• **Entries from a pointing dataset**

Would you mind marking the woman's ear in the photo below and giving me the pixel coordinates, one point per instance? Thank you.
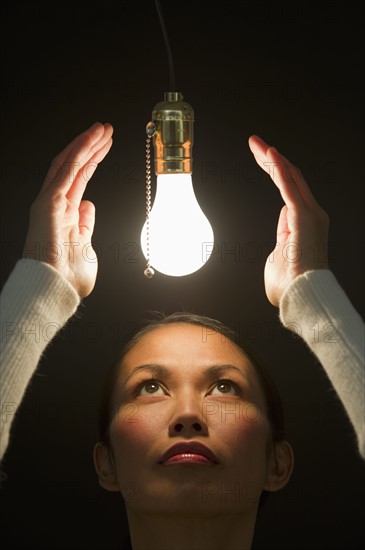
(280, 466)
(105, 468)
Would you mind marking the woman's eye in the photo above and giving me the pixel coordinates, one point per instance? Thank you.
(150, 387)
(225, 387)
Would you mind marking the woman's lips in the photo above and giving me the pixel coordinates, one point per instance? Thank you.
(188, 458)
(189, 452)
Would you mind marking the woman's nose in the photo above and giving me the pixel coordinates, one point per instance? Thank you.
(188, 418)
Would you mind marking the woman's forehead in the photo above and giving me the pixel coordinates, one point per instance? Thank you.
(179, 343)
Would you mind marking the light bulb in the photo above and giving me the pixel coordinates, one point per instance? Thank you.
(177, 238)
(179, 234)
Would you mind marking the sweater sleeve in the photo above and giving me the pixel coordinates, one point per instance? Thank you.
(316, 307)
(35, 302)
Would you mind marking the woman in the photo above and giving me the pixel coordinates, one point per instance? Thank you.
(179, 381)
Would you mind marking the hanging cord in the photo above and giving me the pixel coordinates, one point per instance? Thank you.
(150, 132)
(169, 54)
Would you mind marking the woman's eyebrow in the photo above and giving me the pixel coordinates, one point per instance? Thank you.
(217, 370)
(212, 371)
(157, 370)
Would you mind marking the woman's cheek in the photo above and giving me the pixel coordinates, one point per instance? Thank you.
(234, 414)
(135, 424)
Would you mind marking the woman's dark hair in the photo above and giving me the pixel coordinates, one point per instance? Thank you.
(274, 409)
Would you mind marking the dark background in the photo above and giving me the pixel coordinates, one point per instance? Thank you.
(289, 72)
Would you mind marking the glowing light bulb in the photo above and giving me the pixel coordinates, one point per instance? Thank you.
(177, 238)
(180, 235)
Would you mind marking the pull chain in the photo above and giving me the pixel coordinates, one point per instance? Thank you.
(150, 131)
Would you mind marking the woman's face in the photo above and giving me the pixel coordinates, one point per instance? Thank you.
(186, 384)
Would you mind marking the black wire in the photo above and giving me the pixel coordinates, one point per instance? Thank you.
(169, 54)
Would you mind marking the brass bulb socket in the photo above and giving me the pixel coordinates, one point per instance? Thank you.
(173, 138)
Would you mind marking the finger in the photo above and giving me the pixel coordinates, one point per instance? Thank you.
(68, 162)
(282, 174)
(84, 175)
(259, 149)
(283, 227)
(299, 181)
(288, 178)
(86, 219)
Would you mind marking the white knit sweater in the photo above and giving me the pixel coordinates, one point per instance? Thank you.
(37, 301)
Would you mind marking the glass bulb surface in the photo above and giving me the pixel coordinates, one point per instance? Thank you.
(180, 236)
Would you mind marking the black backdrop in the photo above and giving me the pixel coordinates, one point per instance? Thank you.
(289, 72)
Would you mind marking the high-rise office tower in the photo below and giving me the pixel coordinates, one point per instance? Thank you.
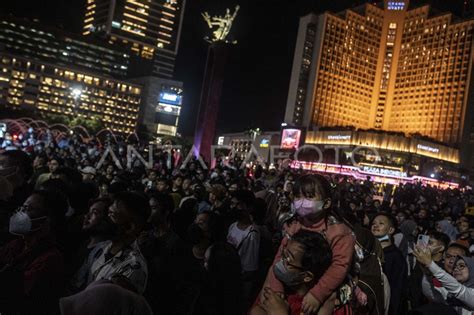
(52, 72)
(387, 67)
(151, 29)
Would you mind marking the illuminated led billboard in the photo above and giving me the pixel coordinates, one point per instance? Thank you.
(170, 98)
(290, 138)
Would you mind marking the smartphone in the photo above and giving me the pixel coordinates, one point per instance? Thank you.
(423, 240)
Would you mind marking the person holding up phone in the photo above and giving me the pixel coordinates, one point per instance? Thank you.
(457, 289)
(395, 266)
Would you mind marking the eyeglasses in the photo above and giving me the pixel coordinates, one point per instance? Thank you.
(448, 256)
(460, 267)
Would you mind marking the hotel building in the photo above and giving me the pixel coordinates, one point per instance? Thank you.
(396, 76)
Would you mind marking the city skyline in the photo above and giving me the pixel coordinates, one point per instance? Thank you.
(258, 78)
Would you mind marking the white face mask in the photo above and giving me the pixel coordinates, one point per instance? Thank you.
(21, 223)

• **What is asked**
Reproduce all of the lines above word for word, leaving out the pictures.

• **Task answer**
Would you mind marking the woman's ear in the photo below and giving me the pixel coordinates, one point per instance? Thank you.
(280, 466)
(105, 468)
Would you mind marking the woman's eye in the photo above and giving me the pixel coordinates, one point per instance? Thank you.
(150, 387)
(225, 387)
Would you mind marking the woman's lips in the photo above and giving me the pixel coordinates, one point per instance? Thank you.
(188, 458)
(189, 452)
Would you mind marking the woman's nose in the photo above and giving me the pixel coordinates, one point per instance? Thank you.
(188, 418)
Would you mind marking the woman's forehead in the photo above and giving me the pixel coordinates, one point per instance? Thank you.
(179, 343)
Would you mind marking the light bulb in the photo above and giving me the pixel coordinates, one point per instance? Thank you.
(177, 238)
(179, 234)
Would you mind marking the sweater sleeve in the photo above and giving me the pixel coordinates, one point per instance? Thank you.
(316, 307)
(35, 302)
Would you mind marking the woman in the photo above and giving me the pixel coordinates, one point per instance? Thank you.
(179, 381)
Would you mind marking the hanging cord in the photo above and giving me the pixel coordinates, one point per instance? Thank you.
(150, 132)
(169, 54)
Would you mind marking the woman's eyebrow in the photo above and giving me the pixel coordinates, one point per instance? Thank you.
(217, 370)
(212, 371)
(157, 370)
Would you mind marking the woman's cheek in the photo above and giving me the pixel coordinates, one point per instance? Thank you.
(234, 414)
(135, 424)
Would you mind marking the woman's dark hair in the photo above and giving me the pixel coordinates, one point per instance? Thank you.
(274, 409)
Would you mind marking the dark background in the photo above and giving me the pixel coordinates, one point per instance? Thank you.
(289, 72)
Would you mind marking the glowing light bulb in the photo above and giving me the pixel coordinates, one point per instance? Thank you.
(177, 238)
(180, 235)
Would you mind marking the pull chain in the photo above and giving me the pixel coordinates, one point per instance? Thank you.
(150, 131)
Would you mind marking the woman's face in the photo above and giving me the pixel coordinates, one point per instance? Thank you.
(186, 384)
Would you mind marking the black wire in the photo above and giving me the pixel coordinates, one point per instance? Thank you.
(169, 54)
Would you mind marking the brass bulb socket in the photo above and giving me the pixel coordinates, one point per instance? Thank you.
(173, 138)
Would you mind marking the finger in the photo above and giving me the pixel coordinates, one point per instance? Thank you.
(68, 162)
(282, 174)
(84, 175)
(259, 149)
(283, 227)
(299, 181)
(288, 178)
(86, 219)
Would you mind marking the white knit sweater in the photo above and giving me the pixel coordinates, one point per instance? Thank you.
(37, 301)
Would you mind marking the glass bulb surface in the photo above and giving me the pixel coordinates, one point per instance? Thank you.
(180, 236)
Would you mind marking the black backdrop in the photo above and giving me the pixel coordinates, one point per instance? Thank you.
(289, 72)
Would you mind marking the high-rise office tower in the photo below and giving me the pixel coordinates, one point per instance? Thank you.
(52, 72)
(387, 67)
(151, 29)
Would you mind marking the illuminated led billboard in the photo above and giving me the pixel coordinates, one point per instance? Thank you.
(170, 98)
(290, 138)
Would you mind marking the smartphone in the photo above and giving me the pixel coordinates, one point per instance? Thank you.
(423, 240)
Would you mind marking the person holding up phone in the photo above and giving me the pixel coordinates, one point per instance? Thank you.
(457, 289)
(395, 266)
Would you mind marking the eyeglasses in the photo above and giving me the pixel coordinates, one point per instance? Thank you.
(448, 256)
(460, 267)
Would you mind marking the hotel building in the photo above and giving me the pixel coordinates, one point per instance? Thank you.
(396, 76)
Would you mind marking the city skyline in the photo above and giving me the pixel coordinates, one point per instance? Thank you.
(258, 78)
Would you mind marking the white face mask in the photo above and giving me the pixel coordinates, one point per instance? Thank you.
(21, 223)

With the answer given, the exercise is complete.